• **Directions for this task**
While you copy the lines below, skip the pictures and keep the rest exact.

(Items listed in a dataset)
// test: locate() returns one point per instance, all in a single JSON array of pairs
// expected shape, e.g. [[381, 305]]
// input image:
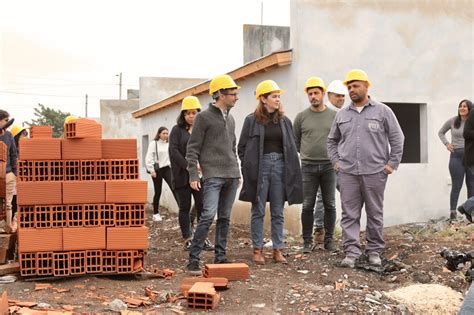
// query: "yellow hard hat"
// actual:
[[16, 129], [356, 75], [220, 82], [190, 102], [266, 87], [313, 82], [69, 119]]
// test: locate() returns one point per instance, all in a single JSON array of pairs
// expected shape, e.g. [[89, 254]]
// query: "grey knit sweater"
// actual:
[[212, 145]]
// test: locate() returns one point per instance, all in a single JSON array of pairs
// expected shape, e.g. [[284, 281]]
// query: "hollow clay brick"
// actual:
[[40, 240], [40, 149], [81, 149], [218, 283], [84, 238], [126, 191], [83, 128], [81, 192], [203, 296], [127, 238], [41, 132], [235, 271], [44, 263], [27, 264], [119, 148], [39, 193]]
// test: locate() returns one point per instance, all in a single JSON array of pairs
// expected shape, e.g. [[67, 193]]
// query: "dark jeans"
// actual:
[[457, 171], [319, 210], [315, 176], [272, 188], [184, 195], [218, 198], [164, 173]]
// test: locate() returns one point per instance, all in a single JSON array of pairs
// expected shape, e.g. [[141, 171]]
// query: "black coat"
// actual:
[[469, 140], [250, 149], [178, 141]]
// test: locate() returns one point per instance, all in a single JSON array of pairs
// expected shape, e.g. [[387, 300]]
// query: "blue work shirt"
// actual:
[[363, 143]]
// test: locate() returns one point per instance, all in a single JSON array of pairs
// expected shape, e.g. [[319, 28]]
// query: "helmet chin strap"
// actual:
[[8, 124]]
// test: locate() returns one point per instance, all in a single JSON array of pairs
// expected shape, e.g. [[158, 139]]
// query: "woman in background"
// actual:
[[158, 165], [179, 137], [457, 169]]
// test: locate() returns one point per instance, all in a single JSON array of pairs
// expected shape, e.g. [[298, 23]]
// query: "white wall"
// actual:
[[413, 51]]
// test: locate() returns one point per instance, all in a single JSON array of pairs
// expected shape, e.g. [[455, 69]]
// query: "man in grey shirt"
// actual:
[[311, 128], [212, 149], [365, 145]]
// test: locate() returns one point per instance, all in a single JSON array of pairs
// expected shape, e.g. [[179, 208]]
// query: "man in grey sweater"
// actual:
[[211, 149], [365, 145], [311, 128]]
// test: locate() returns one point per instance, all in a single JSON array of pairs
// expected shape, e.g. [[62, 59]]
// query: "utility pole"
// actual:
[[262, 28], [120, 84], [86, 106]]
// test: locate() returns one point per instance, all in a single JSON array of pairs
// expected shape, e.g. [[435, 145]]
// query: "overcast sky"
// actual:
[[55, 52]]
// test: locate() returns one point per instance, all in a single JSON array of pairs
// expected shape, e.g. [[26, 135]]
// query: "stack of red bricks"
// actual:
[[81, 204], [3, 175]]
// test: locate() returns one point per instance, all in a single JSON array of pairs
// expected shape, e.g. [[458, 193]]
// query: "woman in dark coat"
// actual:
[[270, 167], [178, 141]]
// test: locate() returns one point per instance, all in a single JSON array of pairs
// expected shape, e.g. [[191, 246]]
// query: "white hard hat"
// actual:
[[337, 87]]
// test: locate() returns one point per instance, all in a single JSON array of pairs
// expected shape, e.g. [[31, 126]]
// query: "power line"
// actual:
[[59, 79], [51, 95]]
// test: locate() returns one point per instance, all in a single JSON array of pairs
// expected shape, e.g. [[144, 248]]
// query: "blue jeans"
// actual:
[[457, 171], [272, 188], [319, 210], [218, 198], [316, 176]]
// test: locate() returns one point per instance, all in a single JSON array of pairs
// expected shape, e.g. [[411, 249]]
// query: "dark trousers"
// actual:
[[183, 195], [357, 191], [317, 176], [163, 173], [457, 170], [218, 198]]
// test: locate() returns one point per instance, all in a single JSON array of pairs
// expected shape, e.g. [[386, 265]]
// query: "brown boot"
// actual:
[[319, 236], [278, 257], [258, 256]]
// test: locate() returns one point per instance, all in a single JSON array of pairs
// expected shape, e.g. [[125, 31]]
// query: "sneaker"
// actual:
[[348, 262], [307, 248], [453, 215], [467, 214], [374, 259], [187, 244], [330, 246], [319, 235], [194, 268], [208, 245], [157, 218]]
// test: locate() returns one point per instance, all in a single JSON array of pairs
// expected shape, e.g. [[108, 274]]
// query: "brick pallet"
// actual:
[[81, 204]]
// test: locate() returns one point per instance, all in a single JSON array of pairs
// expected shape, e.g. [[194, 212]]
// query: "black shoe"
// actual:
[[462, 211], [330, 246], [194, 268], [187, 244], [208, 245], [222, 261], [307, 248]]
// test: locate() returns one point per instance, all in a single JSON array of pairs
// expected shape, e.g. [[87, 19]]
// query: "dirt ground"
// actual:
[[309, 283]]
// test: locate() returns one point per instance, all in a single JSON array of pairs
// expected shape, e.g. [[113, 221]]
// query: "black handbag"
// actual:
[[156, 165]]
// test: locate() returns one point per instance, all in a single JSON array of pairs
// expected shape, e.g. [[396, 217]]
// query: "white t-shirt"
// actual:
[[157, 152]]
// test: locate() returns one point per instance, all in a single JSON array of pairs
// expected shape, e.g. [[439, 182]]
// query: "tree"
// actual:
[[46, 116]]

• **Response to the exercise**
// test: locate() returns one point per instance, all in a single JSON array of pairs
// expected shape, e.g. [[381, 305]]
// input image:
// query: "yellow hard hat"
// actual:
[[16, 129], [356, 75], [220, 82], [190, 102], [266, 87], [313, 82], [69, 119]]
// test: locate() returns one point per instance, all in a single JSON array of pairs
// expected shape, e.g. [[89, 254]]
// query: "grey knit sweater"
// actual:
[[212, 145]]
// test: locate() returns one point per instance, all in a single JSON array of pairs
// expected shape, e.g. [[284, 281]]
// query: "hollow clay brick"
// actual:
[[40, 240], [40, 149], [81, 149], [218, 283], [84, 238], [126, 191], [83, 128], [81, 192], [203, 296], [127, 238], [41, 132], [235, 271], [44, 263], [27, 264], [119, 148], [39, 193]]
// test: locate() returns one point per instance, all in a single JSON array of pairs
// expected shape, e.g. [[67, 193]]
// query: "dark jeans"
// actual:
[[457, 171], [319, 210], [315, 176], [272, 188], [184, 195], [218, 198], [164, 173]]
// test: locate() returns one point per instance, all in a single JSON array of pairs
// expected shape, e.g. [[141, 171]]
// query: "black coat"
// actual:
[[469, 140], [250, 149], [178, 141]]
// test: locate() returns one point per instance, all in a single JSON array of pairs
// expected shape, e.g. [[387, 300]]
// query: "blue work shirt"
// actual:
[[363, 143]]
// test: locate() returns one point per instance, all in a single JSON array of pairs
// expected shape, e.g. [[319, 28]]
// query: "helmet chin strap"
// actual:
[[8, 124]]
// test: locate() returns one point per instance, all in a single JSON array of pairs
// expected shape, e.g. [[158, 139]]
// query: "woman in background"
// actual:
[[158, 165], [179, 137], [457, 169]]
// test: locate() returns one point per instance, all in a single JSON array of pairs
// expected shape, e.g. [[298, 23]]
// query: "white wall"
// actual:
[[413, 51]]
// test: locate() returns one point per instance, all in a single JSON array of pairs
// expected shape, e.g. [[455, 69]]
// query: "man in grey shirt"
// actual:
[[311, 128], [212, 149], [365, 145]]
// test: locate() returns one point per instance, all in a single JSON array of pairs
// expected shape, e.g. [[179, 208]]
// query: "man in grey sweater"
// actual:
[[211, 149], [365, 145], [311, 128]]
// test: locate() returns one point per instance, all in a single JSON array of pairs
// expected shape, e.g. [[62, 59]]
// query: "utility pole"
// actual:
[[262, 28], [120, 84], [86, 106]]
// test: locate() returns one point per instance, all in a single JSON array of pairs
// expected shape, e.g. [[435, 145]]
// query: "overcast sky"
// actual:
[[55, 52]]
// test: locate() returns one point per instance, all in a single JSON array of pairs
// expected shape, e.g. [[26, 135]]
// query: "stack of red bricks"
// actual:
[[81, 204], [3, 175]]
// test: locate() returns one point per instance, all in a single JSON array of pairs
// expected shape, e.g. [[458, 193]]
// query: "woman in dark coat"
// actual:
[[270, 167], [178, 141]]
// test: locate() returns one point per instance, all in a single JSON array of pairs
// expected shape, e.g. [[191, 246]]
// query: "white hard hat"
// actual:
[[337, 87]]
// test: locate() returns one point per instance, all in a single JSON array of pairs
// expected shape, e.g. [[31, 126]]
// query: "power line"
// actual:
[[59, 79], [51, 95]]
// test: locate() returns one point per instance, all in a single JSON array of pairs
// expected shape, e.g. [[144, 248]]
// query: "blue jeans"
// actual:
[[457, 171], [272, 188], [319, 210], [218, 198], [316, 176]]
// test: locate() returns one point per instance, all in a single JSON array of pairs
// expected shape, e.g. [[411, 249]]
// query: "dark trousers"
// actual:
[[183, 195], [357, 191], [317, 176], [163, 173], [457, 170], [218, 198]]
// test: locate() returns one point per instance, all in a single JSON array of pairs
// expected shape, e.g. [[386, 265]]
// query: "brown boot"
// actual:
[[319, 236], [278, 257], [258, 256]]
// test: locate() returns one point per instance, all in a single JSON array of pairs
// expected shape, e.g. [[125, 31]]
// query: "sneaker"
// actual:
[[348, 262], [307, 248], [453, 215], [467, 214], [374, 259], [187, 244], [330, 246], [319, 235], [194, 268], [208, 245], [157, 218]]
// test: locate() returns one point per instance, all in a single JSON array of pairs
// expected shape, e.g. [[108, 274]]
// query: "brick pallet"
// actual:
[[81, 204]]
// test: locate() returns one point per instance, all in a single JSON array of pairs
// expected shape, e.g. [[194, 212]]
// query: "black shoe"
// actual:
[[462, 211], [330, 246], [194, 268], [187, 244], [208, 245], [222, 261], [307, 248]]
// test: locate() returns one point per instance, all in a single JSON array of pairs
// expected shape, e.g. [[87, 19]]
// query: "dirt ground"
// actual:
[[309, 283]]
// test: locate() returns one point per instance, all in a single JSON array of pairs
// expected shape, e.g. [[113, 221]]
// query: "black handbag"
// actual:
[[156, 165]]
// test: locate() returns one point per instance, all in a single JSON array of pairs
// expected shape, e.g. [[396, 217]]
// query: "white t-shirt"
// actual:
[[157, 152]]
// test: locate() returns one point per instance, all in a single JSON array of pairs
// expected shape, e.g. [[439, 182]]
// query: "tree"
// actual:
[[46, 116]]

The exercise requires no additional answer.